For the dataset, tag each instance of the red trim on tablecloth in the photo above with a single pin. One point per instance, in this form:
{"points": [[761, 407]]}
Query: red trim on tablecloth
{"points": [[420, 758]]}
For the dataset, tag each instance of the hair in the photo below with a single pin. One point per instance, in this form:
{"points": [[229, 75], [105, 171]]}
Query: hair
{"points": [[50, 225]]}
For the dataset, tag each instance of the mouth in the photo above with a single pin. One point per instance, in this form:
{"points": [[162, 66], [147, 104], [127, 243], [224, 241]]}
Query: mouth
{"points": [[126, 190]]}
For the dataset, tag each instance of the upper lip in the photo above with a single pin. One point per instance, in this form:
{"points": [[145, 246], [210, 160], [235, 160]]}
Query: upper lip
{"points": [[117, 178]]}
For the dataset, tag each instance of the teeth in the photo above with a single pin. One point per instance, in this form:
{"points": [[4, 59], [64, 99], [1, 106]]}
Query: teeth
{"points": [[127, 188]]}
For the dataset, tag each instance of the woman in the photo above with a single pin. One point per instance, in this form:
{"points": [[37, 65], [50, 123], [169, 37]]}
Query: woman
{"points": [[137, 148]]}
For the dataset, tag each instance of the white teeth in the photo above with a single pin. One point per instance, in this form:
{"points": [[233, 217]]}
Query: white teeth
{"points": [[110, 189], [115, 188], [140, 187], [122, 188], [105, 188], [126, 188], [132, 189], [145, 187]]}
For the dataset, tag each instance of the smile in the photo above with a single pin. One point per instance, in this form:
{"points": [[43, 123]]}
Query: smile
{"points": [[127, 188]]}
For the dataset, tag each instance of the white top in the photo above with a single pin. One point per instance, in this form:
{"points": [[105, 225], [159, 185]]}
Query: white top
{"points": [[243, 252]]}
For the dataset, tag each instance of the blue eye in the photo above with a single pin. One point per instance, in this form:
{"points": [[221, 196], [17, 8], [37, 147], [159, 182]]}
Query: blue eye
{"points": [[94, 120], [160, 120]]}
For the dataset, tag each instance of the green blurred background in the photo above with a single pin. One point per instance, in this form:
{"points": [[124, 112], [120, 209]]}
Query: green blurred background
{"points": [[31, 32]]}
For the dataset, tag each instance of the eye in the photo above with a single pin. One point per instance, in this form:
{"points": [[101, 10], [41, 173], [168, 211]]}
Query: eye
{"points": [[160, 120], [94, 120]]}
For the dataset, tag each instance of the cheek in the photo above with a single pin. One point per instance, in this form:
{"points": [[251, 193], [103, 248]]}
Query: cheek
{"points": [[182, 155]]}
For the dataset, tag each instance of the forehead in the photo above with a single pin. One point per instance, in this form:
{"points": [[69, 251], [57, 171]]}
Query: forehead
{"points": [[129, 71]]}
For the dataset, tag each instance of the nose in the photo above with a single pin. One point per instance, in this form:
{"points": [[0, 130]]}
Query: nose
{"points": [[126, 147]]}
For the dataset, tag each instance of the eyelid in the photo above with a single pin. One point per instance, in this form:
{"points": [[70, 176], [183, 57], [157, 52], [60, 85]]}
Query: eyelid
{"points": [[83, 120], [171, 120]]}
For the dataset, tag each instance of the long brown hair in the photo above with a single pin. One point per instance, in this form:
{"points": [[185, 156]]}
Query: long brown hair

______

_Work order_.
Copy each line of the preceding data that contains the string "brown".

_Response to the task_.
For the dataset, tag each instance of the long brown hair in the photo above with a single pin. One point per instance, in this form:
Query: long brown hair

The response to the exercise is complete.